**What you will do**
Working from the listing below, set down every line exactly.

**Supplied data**

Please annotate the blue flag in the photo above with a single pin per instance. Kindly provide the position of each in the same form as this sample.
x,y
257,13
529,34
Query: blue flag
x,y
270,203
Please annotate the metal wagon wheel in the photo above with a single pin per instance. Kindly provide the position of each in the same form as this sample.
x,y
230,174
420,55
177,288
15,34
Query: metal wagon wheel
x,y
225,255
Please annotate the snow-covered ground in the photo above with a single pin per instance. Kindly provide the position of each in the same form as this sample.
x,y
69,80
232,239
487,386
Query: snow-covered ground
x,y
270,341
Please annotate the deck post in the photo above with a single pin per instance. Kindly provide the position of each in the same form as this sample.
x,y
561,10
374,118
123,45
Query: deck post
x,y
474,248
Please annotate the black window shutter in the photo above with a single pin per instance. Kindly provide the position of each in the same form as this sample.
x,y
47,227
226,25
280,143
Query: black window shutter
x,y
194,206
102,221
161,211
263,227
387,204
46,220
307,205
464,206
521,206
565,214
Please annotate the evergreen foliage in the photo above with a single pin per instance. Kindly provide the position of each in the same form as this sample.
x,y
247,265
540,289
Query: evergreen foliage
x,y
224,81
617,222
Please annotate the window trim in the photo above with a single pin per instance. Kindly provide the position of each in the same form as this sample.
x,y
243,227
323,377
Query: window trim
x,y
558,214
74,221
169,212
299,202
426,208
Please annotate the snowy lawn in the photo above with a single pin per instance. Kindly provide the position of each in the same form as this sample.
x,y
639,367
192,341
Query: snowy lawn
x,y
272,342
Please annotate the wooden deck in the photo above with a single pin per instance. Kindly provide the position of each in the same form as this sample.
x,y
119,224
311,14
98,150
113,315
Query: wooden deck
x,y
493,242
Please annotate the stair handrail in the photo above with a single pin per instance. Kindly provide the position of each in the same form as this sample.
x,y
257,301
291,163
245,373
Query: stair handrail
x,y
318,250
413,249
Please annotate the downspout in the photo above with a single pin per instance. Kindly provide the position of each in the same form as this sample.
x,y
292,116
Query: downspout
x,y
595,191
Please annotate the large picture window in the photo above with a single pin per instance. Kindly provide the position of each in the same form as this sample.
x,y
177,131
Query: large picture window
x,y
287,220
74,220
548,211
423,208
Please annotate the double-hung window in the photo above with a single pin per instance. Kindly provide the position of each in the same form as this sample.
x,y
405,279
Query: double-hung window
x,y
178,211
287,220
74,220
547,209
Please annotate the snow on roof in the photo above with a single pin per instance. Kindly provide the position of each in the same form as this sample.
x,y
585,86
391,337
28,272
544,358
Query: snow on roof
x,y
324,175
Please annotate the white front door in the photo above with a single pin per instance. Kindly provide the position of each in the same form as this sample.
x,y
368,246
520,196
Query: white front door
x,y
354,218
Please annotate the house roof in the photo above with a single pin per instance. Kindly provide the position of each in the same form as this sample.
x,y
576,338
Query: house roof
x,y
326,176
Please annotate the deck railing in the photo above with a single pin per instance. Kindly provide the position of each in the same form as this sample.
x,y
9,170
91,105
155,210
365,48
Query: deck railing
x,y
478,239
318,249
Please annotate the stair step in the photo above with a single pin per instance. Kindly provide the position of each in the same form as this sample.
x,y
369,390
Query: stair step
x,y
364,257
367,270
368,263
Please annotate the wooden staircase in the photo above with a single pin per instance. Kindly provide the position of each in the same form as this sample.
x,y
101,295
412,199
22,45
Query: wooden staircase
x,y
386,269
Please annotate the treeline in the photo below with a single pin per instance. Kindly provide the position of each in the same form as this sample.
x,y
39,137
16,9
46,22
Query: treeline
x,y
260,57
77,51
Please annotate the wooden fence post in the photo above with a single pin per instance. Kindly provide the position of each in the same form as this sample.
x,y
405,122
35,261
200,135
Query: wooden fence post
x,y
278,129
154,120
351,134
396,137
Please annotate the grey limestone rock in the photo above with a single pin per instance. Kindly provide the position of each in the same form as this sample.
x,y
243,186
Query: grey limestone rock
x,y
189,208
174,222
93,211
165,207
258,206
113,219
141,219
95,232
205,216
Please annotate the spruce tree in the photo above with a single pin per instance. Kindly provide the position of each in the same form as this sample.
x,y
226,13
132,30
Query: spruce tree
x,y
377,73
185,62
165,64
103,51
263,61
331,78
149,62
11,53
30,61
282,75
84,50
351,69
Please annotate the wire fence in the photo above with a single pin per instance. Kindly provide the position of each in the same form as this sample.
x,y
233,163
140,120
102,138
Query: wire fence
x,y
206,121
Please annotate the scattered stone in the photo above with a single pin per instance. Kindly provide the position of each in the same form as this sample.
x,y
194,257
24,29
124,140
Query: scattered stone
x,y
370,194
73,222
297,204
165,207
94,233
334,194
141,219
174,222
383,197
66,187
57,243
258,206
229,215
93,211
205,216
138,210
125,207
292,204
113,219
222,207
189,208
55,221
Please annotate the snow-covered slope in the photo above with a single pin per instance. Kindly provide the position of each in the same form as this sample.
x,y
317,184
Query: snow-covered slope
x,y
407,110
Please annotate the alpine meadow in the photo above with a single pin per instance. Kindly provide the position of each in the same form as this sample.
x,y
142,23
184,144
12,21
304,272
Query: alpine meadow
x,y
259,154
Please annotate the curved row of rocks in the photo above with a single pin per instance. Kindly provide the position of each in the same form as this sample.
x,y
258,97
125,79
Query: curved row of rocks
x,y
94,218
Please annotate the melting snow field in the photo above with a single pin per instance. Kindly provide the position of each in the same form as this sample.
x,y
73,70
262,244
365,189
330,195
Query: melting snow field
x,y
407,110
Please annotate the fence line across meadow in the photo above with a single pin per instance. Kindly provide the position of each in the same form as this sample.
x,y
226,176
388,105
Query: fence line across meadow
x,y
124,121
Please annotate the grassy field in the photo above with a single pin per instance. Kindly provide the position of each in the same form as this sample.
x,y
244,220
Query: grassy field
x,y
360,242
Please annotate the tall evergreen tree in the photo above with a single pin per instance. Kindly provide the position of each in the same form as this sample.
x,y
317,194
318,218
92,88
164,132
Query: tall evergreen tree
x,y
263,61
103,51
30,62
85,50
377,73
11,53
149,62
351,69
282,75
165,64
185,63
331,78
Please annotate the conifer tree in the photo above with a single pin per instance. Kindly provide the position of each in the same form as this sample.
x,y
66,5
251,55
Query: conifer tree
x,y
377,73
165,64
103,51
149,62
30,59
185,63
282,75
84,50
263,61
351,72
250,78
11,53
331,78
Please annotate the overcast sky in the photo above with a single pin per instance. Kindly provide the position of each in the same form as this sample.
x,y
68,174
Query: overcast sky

**Task answer**
Please annotate the blue flag in the photo above with a single pin per instance. Kindly provide the position of each in the same form as this sample.
x,y
257,13
529,34
Query: blue flag
x,y
270,203
Please annotate the metal wagon wheel in the photo above with a single pin per instance. Kindly provide the position of each in the same form as this sample.
x,y
230,174
420,55
177,288
15,34
Query: metal wagon wheel
x,y
225,255
Please annotate the snow-covered ground in the photo above with a single pin per instance. Kindly provide the position of each in the same form as this sample.
x,y
69,80
232,239
487,386
Query: snow-covered ground
x,y
270,341
Please annotate the deck post in the photo above with a single pin per instance. Kindly provide the position of each in the same form as this sample.
x,y
561,10
374,118
123,45
Query: deck post
x,y
474,248
Please annotate the black window shutter in the photo above with a single pin per instance. Kindly provide the position of each in the same form as this sample.
x,y
47,227
226,25
280,143
Query: black window shutter
x,y
194,206
102,221
161,211
263,227
387,204
46,220
307,205
464,206
521,206
565,214
Please annotate the evergreen foliage in the photo above with a single pin per instance. Kindly provide the position of each in the same form as this sample.
x,y
247,265
540,289
Query: evergreen foliage
x,y
224,81
617,222
Please annotate the window trim in the photo above with a single pin per instance. Kindly provide the position of each in the same form as this sample.
x,y
243,227
323,377
Query: window trim
x,y
558,214
74,221
169,212
299,202
426,208
Please annotate the snowy lawn in the photo above with a single pin per instance. Kindly provide the position of each in the same form as this sample.
x,y
639,367
192,341
Query: snowy lawn
x,y
272,342
Please annotate the wooden deck in the photo above with a single pin per instance. Kindly provide the position of each in the same form as this sample.
x,y
119,224
311,14
98,150
113,315
Query: wooden deck
x,y
493,242
Please annotate the stair handrail in the photo above with a single pin per instance. Kindly provide the position of each in the same form as this sample.
x,y
257,301
291,163
245,373
Query: stair handrail
x,y
318,250
413,249
Please annotate the downspout in the photo above with a single pin per instance. Kindly provide the position of each in the same form as this sample.
x,y
292,116
Query: downspout
x,y
595,191
Please annotate the large picture window in the photo above with a single pin per instance. Kindly provide the position of each in the same form as this sample.
x,y
177,131
Query: large picture window
x,y
287,220
74,220
548,211
423,208
Please annotate the double-hung window in the photo above with a single pin per instance. Kindly provide the position of each in the same form as this sample.
x,y
405,279
Query: double-hung window
x,y
178,211
287,220
74,220
547,209
Please annotate the snow on roof in the photo above with a single pin per instance. Kindly provide the position of each in the same form as this sample.
x,y
585,86
391,337
28,272
544,358
Query: snow on roof
x,y
324,175
Please annotate the white front door in the photo above with a single pin per instance. Kindly provide the position of each in the same form as this sample.
x,y
368,246
520,196
Query: white front door
x,y
354,218
Please annotate the house roof in the photo above with a single pin per instance. Kindly provide the position of each in the same form as this sample.
x,y
576,338
Query: house roof
x,y
326,176
Please annotate the deck railing in the photo above with a single pin per instance. Kindly provide the position of each in the same form as this sample.
x,y
9,170
91,105
155,210
365,48
Query: deck railing
x,y
478,239
318,249
Please annotate the stair step in the photo above with a single pin per instance. Kindly provide the position of each in the same form as this sample.
x,y
369,390
Query: stair step
x,y
364,257
367,270
368,263
Please annotate the wooden staircase in the photo above with a single pin per instance. Kindly provide the position of each in the same form as this sample.
x,y
101,295
412,199
22,45
Query: wooden staircase
x,y
386,269
Please annotate the treeline in the photo below with a single pin per instance. Kindly provide the position of each in the same form as this sample.
x,y
39,137
16,9
46,22
Query: treeline
x,y
260,57
77,51
Please annotate the wooden fence post in the photo above with a single pin per instance. Kindly provide the position of each in the same form as this sample.
x,y
405,122
35,261
200,135
Query: wooden fence post
x,y
278,129
154,120
351,134
396,137
Please annotate the grey limestone rock in the photo above with a single pin per instance. Kindly provide the position of each in the same form as this sample.
x,y
243,186
Query: grey limestone rock
x,y
189,208
174,222
93,211
165,207
258,206
113,219
141,219
95,232
205,216
Please annotate the spruce tree in the photo above with a single pin per instance. Kindly provide the position of each in the same form as this sample.
x,y
226,13
132,30
Query: spruce tree
x,y
377,73
185,62
165,64
103,51
263,61
331,78
149,62
11,53
30,61
282,75
84,50
351,69
Please annotate the wire fence in the photo above with a single pin per instance. Kindly provide the position of each in the same form as this sample.
x,y
233,163
140,120
102,138
Query: wire fence
x,y
206,121
Please annotate the scattered stone in the photo above with a single pin per instance. Kindly provide the position of each in the same form as this sample.
x,y
194,257
24,29
124,140
Query: scattered stone
x,y
370,194
73,222
297,204
165,207
94,233
334,194
141,219
174,222
383,197
66,187
57,243
258,206
229,215
93,211
205,216
138,210
125,207
292,204
113,219
222,207
189,208
55,221
Please annotate the snow-covered slope in the photo above with a single pin per instance. Kindly provide the position of each in the same form as this sample.
x,y
317,184
Query: snow-covered slope
x,y
407,110
Please annotate the alpine meadow in the photo above with a single pin per instance. Kindly provide the position of each in the same form as this sample.
x,y
142,23
184,144
12,21
304,272
Query: alpine meadow
x,y
259,154
Please annotate the curved row of rocks in the photo above with a single pin per instance. Kindly provide the position of each in the same form as this sample.
x,y
258,97
125,79
Query: curved row of rocks
x,y
94,218
Please annotate the melting snow field in the photo above with a single pin per instance. Kindly provide the position of each in the same form as this sample.
x,y
73,70
262,244
365,189
330,195
Query: melting snow field
x,y
407,110
Please annotate the fence line across meadow in the photo above with a single pin per instance. Kindly provide the position of each in the same form as this sample.
x,y
226,176
388,105
Query: fence line across meadow
x,y
124,121
Please annotate the grassy field in the photo above with a single pin per instance. Kindly provide the position of each in the same form as this sample.
x,y
244,220
Query: grassy field
x,y
360,242
Please annotate the tall evergreen tree in the photo above with a single pin per instance. Kindly provide the position of each in the same form as this sample.
x,y
317,194
318,218
92,88
164,132
Query: tall evergreen tree
x,y
263,61
103,51
30,62
85,50
377,73
11,53
149,62
351,69
282,75
165,64
185,63
331,78
Please annotate the conifer tree in the photo above with a single pin per instance. Kindly provide the position of each in the same form as this sample.
x,y
66,5
251,55
Query: conifer tree
x,y
377,73
165,64
103,51
149,62
30,59
185,63
282,75
84,50
263,61
351,72
250,78
11,53
331,78
Please annotate the overcast sky in the photo above with a single pin per instance. Kindly provide the position of each in the same form as this sample.
x,y
68,174
Query: overcast sky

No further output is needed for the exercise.